Segment Start: Dataset

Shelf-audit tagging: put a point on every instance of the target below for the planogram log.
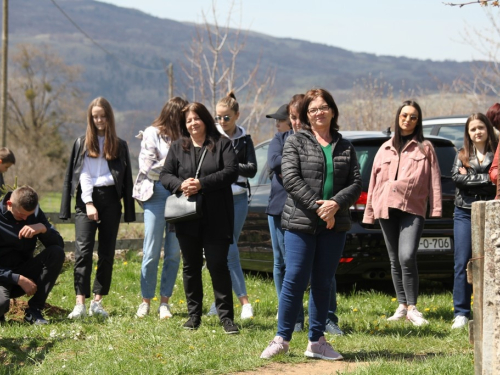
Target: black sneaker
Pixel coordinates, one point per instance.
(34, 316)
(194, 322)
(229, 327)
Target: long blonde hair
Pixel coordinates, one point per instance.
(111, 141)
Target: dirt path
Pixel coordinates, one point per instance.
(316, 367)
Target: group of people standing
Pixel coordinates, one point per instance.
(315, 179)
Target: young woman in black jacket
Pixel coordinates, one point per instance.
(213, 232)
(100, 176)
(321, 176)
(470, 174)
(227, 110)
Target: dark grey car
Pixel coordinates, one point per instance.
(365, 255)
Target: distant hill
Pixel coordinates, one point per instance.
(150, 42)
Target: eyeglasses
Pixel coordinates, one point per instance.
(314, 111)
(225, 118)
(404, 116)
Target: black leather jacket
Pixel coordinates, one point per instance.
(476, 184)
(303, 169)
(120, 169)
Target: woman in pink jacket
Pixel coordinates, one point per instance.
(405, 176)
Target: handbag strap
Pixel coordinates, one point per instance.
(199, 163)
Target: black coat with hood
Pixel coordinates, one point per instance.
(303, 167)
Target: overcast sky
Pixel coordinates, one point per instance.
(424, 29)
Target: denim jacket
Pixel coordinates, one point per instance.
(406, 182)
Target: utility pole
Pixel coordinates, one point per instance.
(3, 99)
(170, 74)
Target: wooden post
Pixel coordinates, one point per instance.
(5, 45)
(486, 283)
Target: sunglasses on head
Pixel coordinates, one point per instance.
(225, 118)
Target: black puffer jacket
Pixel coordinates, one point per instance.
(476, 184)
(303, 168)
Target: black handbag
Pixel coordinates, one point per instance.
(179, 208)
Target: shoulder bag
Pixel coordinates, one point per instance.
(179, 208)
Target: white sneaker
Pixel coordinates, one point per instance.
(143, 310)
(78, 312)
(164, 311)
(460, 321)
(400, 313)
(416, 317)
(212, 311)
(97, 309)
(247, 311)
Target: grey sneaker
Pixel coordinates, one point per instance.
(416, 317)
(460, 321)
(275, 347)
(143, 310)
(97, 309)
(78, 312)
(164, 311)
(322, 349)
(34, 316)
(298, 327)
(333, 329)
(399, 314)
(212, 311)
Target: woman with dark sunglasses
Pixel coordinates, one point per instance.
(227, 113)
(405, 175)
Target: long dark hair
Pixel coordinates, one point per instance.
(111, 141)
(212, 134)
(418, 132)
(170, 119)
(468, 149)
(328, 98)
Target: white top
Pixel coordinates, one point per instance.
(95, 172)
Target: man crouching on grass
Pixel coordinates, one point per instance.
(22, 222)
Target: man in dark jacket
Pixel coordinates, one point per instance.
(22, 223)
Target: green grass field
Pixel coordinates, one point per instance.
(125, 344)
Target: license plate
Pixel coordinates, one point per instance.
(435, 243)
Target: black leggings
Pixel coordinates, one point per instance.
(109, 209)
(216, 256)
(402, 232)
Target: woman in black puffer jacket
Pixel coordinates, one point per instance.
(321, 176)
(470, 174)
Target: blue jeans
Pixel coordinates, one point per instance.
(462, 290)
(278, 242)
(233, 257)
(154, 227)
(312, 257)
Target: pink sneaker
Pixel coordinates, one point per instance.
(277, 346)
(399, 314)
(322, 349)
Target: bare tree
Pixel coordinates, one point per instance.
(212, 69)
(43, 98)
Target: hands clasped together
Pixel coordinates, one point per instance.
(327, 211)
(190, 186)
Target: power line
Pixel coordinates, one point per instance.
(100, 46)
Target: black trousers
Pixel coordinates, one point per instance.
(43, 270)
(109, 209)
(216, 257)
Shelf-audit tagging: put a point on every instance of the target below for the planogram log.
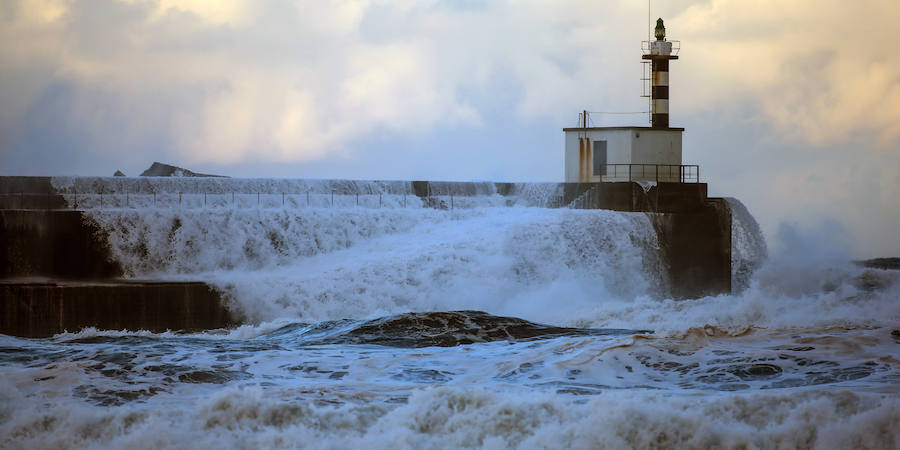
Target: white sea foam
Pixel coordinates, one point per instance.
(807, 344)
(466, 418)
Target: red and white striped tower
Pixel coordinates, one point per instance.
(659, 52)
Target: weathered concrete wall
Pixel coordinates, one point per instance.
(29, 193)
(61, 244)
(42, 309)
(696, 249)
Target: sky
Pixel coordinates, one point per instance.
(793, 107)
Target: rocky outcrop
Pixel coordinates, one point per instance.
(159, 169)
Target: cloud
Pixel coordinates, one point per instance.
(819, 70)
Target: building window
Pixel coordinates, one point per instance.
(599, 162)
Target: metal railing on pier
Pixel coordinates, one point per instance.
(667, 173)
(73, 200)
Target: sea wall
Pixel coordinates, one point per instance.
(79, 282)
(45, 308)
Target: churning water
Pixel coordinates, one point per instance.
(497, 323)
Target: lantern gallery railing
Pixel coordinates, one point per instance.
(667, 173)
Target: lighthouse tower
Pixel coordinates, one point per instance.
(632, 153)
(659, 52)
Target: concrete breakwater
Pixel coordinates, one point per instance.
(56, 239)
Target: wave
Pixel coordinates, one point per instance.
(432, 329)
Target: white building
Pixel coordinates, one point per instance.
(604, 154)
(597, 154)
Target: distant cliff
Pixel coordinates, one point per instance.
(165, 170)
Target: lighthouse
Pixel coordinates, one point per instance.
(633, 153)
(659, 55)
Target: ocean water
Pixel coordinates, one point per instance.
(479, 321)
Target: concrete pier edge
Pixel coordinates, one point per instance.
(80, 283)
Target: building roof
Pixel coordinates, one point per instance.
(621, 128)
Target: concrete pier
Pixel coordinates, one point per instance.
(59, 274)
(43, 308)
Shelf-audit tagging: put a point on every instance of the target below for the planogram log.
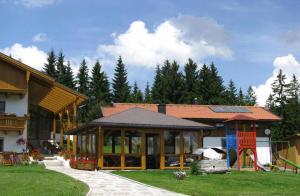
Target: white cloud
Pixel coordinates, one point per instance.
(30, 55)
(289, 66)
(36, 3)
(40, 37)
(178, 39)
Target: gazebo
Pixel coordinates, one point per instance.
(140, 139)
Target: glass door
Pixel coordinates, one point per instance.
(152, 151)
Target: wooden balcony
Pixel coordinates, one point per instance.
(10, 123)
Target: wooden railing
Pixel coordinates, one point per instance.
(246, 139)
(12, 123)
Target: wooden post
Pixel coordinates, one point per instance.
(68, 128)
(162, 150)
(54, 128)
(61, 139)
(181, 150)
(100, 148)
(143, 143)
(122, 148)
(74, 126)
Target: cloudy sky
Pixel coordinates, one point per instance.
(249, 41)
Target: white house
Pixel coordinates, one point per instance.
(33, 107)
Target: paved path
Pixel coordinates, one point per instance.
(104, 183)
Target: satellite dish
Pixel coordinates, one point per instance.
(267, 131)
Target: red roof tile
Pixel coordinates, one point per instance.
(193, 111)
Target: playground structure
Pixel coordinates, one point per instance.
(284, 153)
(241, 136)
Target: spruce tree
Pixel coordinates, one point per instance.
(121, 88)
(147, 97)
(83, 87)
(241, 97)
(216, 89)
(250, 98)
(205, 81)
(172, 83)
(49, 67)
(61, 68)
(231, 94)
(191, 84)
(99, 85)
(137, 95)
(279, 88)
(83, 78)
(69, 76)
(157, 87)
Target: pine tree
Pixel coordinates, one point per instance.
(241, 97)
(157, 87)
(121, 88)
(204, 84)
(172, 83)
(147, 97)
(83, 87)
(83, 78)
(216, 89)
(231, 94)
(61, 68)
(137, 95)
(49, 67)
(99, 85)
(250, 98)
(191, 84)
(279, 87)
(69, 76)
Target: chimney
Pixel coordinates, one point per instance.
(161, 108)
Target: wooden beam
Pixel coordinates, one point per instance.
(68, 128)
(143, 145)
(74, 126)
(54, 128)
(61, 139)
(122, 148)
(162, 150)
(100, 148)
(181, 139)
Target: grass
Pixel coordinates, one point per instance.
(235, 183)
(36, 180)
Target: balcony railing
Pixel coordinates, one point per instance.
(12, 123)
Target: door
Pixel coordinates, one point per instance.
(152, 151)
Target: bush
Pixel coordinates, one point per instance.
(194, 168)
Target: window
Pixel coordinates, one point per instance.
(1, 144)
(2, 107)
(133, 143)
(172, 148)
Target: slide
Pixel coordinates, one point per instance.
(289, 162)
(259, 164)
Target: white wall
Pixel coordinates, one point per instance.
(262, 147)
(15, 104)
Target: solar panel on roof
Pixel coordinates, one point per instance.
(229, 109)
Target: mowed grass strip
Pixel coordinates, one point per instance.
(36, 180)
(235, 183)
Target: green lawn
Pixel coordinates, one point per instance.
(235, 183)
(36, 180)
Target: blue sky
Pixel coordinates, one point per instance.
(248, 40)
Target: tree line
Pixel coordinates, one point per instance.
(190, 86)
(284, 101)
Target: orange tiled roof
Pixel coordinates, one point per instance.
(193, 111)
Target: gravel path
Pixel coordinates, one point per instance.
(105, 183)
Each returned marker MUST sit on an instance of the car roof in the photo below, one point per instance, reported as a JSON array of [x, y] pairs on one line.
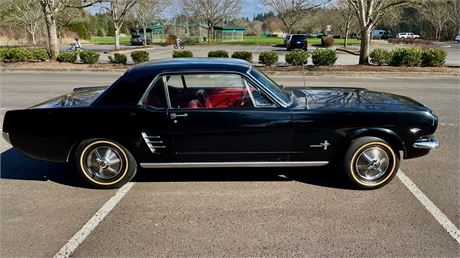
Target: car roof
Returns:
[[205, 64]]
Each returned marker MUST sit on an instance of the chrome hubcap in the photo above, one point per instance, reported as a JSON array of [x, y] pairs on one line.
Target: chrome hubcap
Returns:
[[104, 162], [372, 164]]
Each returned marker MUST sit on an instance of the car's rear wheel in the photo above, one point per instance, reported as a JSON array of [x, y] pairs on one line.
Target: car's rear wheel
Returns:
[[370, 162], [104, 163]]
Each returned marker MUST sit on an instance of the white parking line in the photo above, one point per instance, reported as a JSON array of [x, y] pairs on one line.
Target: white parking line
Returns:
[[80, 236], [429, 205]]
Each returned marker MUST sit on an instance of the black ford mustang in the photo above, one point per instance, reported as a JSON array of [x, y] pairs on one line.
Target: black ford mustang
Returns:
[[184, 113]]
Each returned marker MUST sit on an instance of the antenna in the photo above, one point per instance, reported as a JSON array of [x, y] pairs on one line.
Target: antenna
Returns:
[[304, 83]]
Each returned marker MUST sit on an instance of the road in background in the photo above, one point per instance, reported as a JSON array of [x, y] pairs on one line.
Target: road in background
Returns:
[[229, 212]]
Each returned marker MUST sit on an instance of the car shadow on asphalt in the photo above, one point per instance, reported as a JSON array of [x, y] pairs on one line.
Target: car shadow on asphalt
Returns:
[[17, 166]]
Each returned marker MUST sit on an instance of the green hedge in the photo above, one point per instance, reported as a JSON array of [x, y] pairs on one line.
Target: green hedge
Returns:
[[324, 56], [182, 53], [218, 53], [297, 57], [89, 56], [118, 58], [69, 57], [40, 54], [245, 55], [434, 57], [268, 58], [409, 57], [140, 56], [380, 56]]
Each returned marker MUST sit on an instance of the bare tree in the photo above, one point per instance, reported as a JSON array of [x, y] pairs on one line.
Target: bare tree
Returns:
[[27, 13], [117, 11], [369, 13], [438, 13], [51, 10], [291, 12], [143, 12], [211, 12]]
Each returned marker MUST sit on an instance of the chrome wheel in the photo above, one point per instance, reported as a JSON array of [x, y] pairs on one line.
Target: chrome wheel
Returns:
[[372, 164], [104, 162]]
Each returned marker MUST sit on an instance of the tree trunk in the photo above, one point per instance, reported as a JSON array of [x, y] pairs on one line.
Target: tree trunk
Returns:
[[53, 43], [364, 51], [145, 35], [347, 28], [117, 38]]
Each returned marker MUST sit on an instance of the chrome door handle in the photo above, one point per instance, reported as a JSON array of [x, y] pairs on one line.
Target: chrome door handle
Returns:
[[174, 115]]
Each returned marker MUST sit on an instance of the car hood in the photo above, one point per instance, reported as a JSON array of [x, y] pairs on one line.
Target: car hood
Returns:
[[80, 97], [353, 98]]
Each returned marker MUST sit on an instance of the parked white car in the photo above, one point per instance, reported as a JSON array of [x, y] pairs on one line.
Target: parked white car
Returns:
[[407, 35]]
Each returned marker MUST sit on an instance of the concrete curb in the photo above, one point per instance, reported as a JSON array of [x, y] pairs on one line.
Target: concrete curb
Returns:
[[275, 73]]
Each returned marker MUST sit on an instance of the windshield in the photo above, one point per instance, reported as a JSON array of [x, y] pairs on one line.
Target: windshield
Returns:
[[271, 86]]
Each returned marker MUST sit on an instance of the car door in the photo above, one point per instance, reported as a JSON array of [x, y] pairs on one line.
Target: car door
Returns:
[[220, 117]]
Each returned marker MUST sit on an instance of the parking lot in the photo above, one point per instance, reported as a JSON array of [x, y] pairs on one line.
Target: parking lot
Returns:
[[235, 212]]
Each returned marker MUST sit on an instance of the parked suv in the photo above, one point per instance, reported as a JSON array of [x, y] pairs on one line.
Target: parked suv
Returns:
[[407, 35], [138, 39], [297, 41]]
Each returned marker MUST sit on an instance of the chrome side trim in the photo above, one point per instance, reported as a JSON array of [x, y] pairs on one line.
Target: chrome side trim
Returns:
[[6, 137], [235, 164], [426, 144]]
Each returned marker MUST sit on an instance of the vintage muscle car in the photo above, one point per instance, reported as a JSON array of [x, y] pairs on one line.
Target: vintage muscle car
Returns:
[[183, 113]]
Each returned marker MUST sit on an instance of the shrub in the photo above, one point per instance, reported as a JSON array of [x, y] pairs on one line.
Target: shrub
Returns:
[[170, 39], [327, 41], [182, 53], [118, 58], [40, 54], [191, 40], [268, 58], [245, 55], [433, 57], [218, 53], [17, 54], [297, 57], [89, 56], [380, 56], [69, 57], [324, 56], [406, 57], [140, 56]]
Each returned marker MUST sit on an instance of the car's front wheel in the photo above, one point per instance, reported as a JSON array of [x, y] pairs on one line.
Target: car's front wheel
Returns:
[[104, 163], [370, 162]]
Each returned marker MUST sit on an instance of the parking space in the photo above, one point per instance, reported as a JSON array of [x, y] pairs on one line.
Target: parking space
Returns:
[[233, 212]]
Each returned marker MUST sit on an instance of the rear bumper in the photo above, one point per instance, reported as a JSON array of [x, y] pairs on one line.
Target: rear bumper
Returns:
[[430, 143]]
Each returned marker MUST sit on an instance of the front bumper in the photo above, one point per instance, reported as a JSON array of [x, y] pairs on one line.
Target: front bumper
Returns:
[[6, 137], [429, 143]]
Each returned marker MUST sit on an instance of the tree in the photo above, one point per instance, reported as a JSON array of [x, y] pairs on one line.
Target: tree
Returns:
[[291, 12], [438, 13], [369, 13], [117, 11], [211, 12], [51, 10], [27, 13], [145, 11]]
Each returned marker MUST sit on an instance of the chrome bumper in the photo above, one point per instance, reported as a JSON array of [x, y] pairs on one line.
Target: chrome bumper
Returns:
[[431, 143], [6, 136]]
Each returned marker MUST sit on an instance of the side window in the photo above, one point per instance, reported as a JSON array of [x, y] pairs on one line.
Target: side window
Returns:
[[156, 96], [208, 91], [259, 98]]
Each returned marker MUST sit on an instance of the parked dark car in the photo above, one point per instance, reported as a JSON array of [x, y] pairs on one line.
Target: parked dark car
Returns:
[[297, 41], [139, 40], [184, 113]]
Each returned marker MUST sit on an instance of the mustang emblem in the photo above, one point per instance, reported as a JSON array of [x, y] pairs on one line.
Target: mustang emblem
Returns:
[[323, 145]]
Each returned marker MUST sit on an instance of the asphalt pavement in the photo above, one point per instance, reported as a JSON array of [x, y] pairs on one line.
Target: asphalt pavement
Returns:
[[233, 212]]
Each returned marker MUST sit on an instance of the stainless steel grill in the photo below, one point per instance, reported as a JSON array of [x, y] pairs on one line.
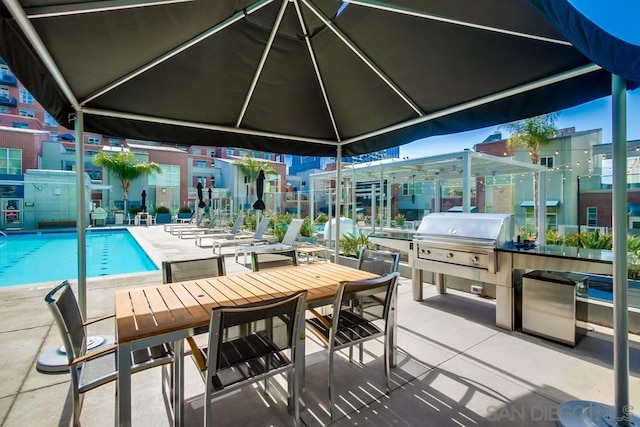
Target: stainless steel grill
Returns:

Segment End: Dataset

## What you will do
For the material above, reproduce exactly the lines from the line with "Target: grass" to the line with "Target: gravel path", inclusive, and exclude all others.

## Solution below
Target: grass
Pixel coordinates, one point per instance.
(235, 183)
(36, 180)
Target: balcony railing
Pixel coordinates, one point per instance.
(12, 123)
Target: door
Pixel coordinates, one point per instance.
(152, 151)
Target: bush
Pixel coordinates, one point per instance.
(194, 168)
Target: window
Pixel coordinates, one point per instance.
(1, 144)
(2, 107)
(133, 143)
(172, 148)
Target: slide
Pixel coordinates, one point per instance.
(289, 162)
(259, 164)
Target: white wall
Pixel coordinates, one point per instance.
(262, 147)
(15, 104)
Target: solar panel on roof
Pixel coordinates, one point per instance.
(229, 109)
Target: mowed grass strip
Pixel coordinates, one point per instance.
(36, 180)
(235, 183)
Target: green lawn
Pixel coordinates, one point per instance.
(235, 183)
(36, 180)
Target: blue sky
Pixel coordinates, one point per instance.
(248, 40)
Target: tree line
Pixel coordinates, one point per instance.
(190, 86)
(284, 101)
Target: orange tiled roof
Pixel coordinates, one point per instance.
(193, 111)
Target: gravel path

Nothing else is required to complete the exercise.